### [Tarefa 1]
Atualize a passagem da entrevista sobre a vida na Rússia que abre com as palavras que contêm "Recebeu alguma ameaça" e fecha com "olhos do governo.", substituindo "governo" por "Kremlin".
### [Tarefa 2]
Segundo a entrevista sobre a vida na Rússia, em que ano aconteceu a primeira investigação importante?
### [Tarefa 3]
Prossiga a entrevista sobre a vida na Rússia a partir da última frase apresentada.

### [Documento de origem]
· · · · ·
Mora neste momento na Europa. Ainda tem receio pela sua vida?

Eu vivi toda a minha vida na Rússia. Agora, morando na Europa, sinto-me muito mais seguro do que há um ano, quando todos os dias, sempre que voltava para casa, precisava de olhar atentamente para ver se quem estava parado ao pé da minha porta era ou não uma pessoa suspeita. Era uma situação muito, muito tensa. Isto começou há muitos anos, porque a nossa primeira investigação importante aconteceu em 2018, quando, em parceria com o Bellingcat, encontrámos os indivíduos que envenenaram Sergei Skripal, em Salisbury, com Novichok, uma arma química. Quando identificámos os nomes reais dessas pessoas, muitos dos meus amigos disseram-me que eu não poderia continuar a morar na Rússia. Com o passar dos meses, a situação foi tornando-se cada vez mais perigosa por causa das nossas novas investigações. Envenenaram, entretanto, Alexei Navalny, a situação mudou em todo o país, suprimiram todos os média independentes, pressionaram os activistas dos direitos civis, etc . O ambiente foi-se tornando cada vez mais tóxico ao nosso redor.

Recebeu alguma ameaça directa?

Nunca se recebe uma ameaça do governo. Navalny também nunca recebeu uma ameaça. Se eles tentarem matá-lo, eles aparecem para fazer isso. Desta forma, nunca se sabe onde está a linha vermelha. Tivemos um crítico literário e escritor que também foi envenenado sem nunca ter sido organizador de manifestações de protesto, pelo menos nos últimos anos. Nem ele entende por que razão foi envenenado. Temos dezenas e dezenas de outros tipos de ativistas e nunca se sabe o que será perigoso aos olhos do governo.
· · · · ·
### [Listagem de dados]
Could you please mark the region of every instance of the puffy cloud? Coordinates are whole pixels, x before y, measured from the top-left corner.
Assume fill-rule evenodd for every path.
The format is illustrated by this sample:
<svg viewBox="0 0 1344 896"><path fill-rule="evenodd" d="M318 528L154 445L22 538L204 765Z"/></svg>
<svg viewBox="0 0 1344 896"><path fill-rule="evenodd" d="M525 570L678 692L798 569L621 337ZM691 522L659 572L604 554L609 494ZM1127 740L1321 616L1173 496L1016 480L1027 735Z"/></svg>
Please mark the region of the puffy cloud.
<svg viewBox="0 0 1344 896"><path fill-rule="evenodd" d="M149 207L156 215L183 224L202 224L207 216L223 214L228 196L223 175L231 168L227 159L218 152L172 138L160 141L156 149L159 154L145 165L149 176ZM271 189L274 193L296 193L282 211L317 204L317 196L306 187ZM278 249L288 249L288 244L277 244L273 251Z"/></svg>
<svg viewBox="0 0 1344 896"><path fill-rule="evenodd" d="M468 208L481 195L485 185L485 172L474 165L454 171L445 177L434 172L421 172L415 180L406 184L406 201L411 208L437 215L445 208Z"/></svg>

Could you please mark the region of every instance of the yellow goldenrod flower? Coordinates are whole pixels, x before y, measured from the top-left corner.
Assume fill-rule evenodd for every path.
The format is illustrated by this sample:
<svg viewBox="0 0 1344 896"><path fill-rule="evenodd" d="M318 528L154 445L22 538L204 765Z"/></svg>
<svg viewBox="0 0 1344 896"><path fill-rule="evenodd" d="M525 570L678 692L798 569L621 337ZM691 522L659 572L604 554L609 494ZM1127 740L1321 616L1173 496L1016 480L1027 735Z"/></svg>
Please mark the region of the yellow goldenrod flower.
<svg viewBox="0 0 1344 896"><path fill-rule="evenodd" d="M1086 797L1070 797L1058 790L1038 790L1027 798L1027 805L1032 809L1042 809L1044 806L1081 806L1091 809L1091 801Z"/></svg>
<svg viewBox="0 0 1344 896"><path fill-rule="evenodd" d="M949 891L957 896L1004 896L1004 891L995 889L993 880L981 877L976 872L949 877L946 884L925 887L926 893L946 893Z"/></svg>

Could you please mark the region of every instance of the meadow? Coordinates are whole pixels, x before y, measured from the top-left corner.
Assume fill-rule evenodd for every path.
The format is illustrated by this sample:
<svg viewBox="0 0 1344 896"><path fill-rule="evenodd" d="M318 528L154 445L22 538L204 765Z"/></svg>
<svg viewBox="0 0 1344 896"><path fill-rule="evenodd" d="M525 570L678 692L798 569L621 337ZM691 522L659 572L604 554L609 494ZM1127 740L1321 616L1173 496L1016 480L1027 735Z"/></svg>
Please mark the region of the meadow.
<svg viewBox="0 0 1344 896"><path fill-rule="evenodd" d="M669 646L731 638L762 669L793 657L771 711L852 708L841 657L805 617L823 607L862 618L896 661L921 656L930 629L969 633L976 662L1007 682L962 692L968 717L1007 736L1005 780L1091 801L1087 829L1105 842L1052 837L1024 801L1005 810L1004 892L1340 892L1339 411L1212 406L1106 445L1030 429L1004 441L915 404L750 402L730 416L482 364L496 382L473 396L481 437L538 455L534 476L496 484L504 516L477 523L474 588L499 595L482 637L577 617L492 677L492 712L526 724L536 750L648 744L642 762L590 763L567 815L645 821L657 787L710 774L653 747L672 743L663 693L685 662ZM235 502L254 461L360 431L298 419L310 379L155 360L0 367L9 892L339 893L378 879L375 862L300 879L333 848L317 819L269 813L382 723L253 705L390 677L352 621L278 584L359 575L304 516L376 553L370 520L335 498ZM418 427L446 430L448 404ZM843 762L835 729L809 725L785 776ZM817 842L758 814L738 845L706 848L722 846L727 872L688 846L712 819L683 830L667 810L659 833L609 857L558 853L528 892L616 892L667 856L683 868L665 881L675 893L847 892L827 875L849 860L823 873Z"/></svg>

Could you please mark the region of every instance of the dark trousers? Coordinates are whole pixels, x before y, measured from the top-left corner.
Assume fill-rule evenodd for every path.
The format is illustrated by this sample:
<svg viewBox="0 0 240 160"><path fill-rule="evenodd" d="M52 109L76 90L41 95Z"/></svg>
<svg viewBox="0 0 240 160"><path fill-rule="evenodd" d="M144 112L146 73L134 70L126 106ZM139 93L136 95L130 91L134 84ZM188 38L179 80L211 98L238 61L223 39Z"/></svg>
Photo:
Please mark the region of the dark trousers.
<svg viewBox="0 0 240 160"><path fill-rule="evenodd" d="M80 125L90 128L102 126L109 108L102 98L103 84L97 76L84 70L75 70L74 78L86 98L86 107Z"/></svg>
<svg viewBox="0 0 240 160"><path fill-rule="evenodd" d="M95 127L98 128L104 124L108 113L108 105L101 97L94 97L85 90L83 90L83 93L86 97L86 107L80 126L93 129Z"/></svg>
· · · · ·
### [Resultado 1]
Recebeu alguma ameaça directa?

Nunca se recebe uma ameaça do Kremlin. Navalny também nunca recebeu uma ameaça. Se eles tentarem matá-lo, eles aparecem para fazer isso. Desta forma, nunca se sabe onde está a linha vermelha. Tivemos um crítico literário e escritor que também foi envenenado sem nunca ter sido organizador de manifestações de protesto, pelo menos nos últimos anos. Nem ele entende por que razão foi envenenado. Temos dezenas e dezenas de outros tipos de ativistas e nunca se sabe o que será perigoso aos olhos do Kremlin.

### [Resultado 2]
Em 2018.

### [Resultado 3]
A sua casa foi alvo de buscas. Foi nesse momento que percebeu que era tempo de sair?

Sim. Esperei até ao último momento. E eles não apenas revistaram a minha casa como levaram os meus computadores , os meus telefones e também o meu passaporte. Isso significa que eles não queriam que eu deixasse o país . E quando o FSB russo não quer que uma pessoa saia do país, é porque ela precisa mesmo de sair do país imediatamente, porque será morto ou preso. No espaço de dois dias, eu já estava na Ucrânia, que considerava um lugar seguro naquela época. Ninguém poderia prever esta guerra. Desde então, realocamos a maior parte de nossa equipa da Rússia. Temos cerca de 40 jornalistas no Insider e a maioria deles saiu do país.

Considera seguro viver na Ucrânia?

Agora não é seguro para ninguém na Ucrânia porque pode ser bombardeado, é claro, no meio da guerra. Mas os nossos jornalistas já não vivem na Ucrânia, mas em dezenas de países europeus diferentes ,

Mesmo vivendo na Europa, ainda está atento ao que o rodeia de uma forma muito próxima?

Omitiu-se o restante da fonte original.